FMI Connect gathered food retailers and suppliers in Chicago. Four actionable growth drivers distinctly stood out from the various conferences held at the June 2016 event.

1- Millennials, the consumer segment driving retail growth

Millennials GPS the future of retail,” shares Leslie Sarasin, FMI-Connect CEO. Latino Millennials (18 to 37 years old) set the pace in the U.S.; they already lead shopping trends and drive volumes ($200 million buying power as per Forbes). They are fully connected online and consume a higher range of fresh prepared food.

Seeking ‘simplified value’, Millennials over index in private label penetration. However, grocery stores do not yet convert Millennials at the same rate as Generation X or Boomers. The opportunity up for grabs for food retailers is estimated at $6 billion dollars, reported Jon Springer, Penton retail editor and Supermarket News writer.

At the same time, Millennials expect access to the real story behind their food: no blind consumption. 82% of Millennials areconcerned about the nutritional content of the food they consume. This is the highest level, equaled by Mature shoppers (71 years old plus). 

2- Fresh produce, the category driving retail growth

Fresh produce is everywhere  (checkout, vending, drug, dollar, airport channels). Anne-Marie Roerink, 210 analytics Principal, shared key metrics in retail: 

  • Fresh produce drives demand in supermarkets: 11% of total store sales, 99. 8% penetration, +4% $ growth and +3% value growth, $61B in the U.S. 
  • Produce is a supermarket stronghold accounting for 63% of supermarket channel choice (vs 61% for grocery). 
  • In a context where shopping frequency in store is a challenge (-1.4% trips vs a year ago), produce acts as a basket size builder. The average basket’s value is $41, whereas baskets with produce average $62.
However, consumers are savvy shoppers, they expect more from fresh produce:  
  • 61% of consumers are interested in more local items (vs 58% in 2015), local is to be defined (i.e. within a defined radius in their state).

▸ **COLLECTED DATA**
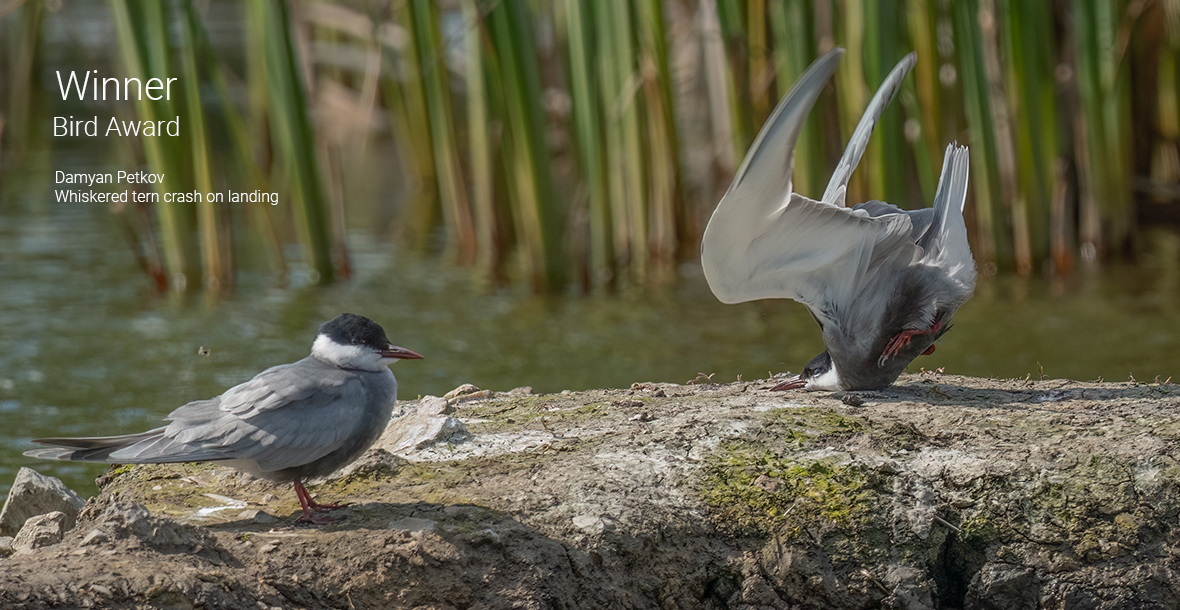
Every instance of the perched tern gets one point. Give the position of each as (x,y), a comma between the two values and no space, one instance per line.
(288,424)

▸ **TASK GOAL**
From the FMI Connect article, quote word for word the part that opens with the words containing "1- Millennials, the" and closes with "Supermarket News writer.".

▸ **WRITTEN REPLY**
1- Millennials, the consumer segment driving retail growth

Millennials GPS the future of retail,” shares Leslie Sarasin, FMI-Connect CEO. Latino Millennials (18 to 37 years old) set the pace in the U.S.; they already lead shopping trends and drive volumes ($200 million buying power as per Forbes). They are fully connected online and consume a higher range of fresh prepared food.

Seeking ‘simplified value’, Millennials over index in private label penetration. However, grocery stores do not yet convert Millennials at the same rate as Generation X or Boomers. The opportunity up for grabs for food retailers is estimated at $6 billion dollars, reported Jon Springer, Penton retail editor and Supermarket News writer.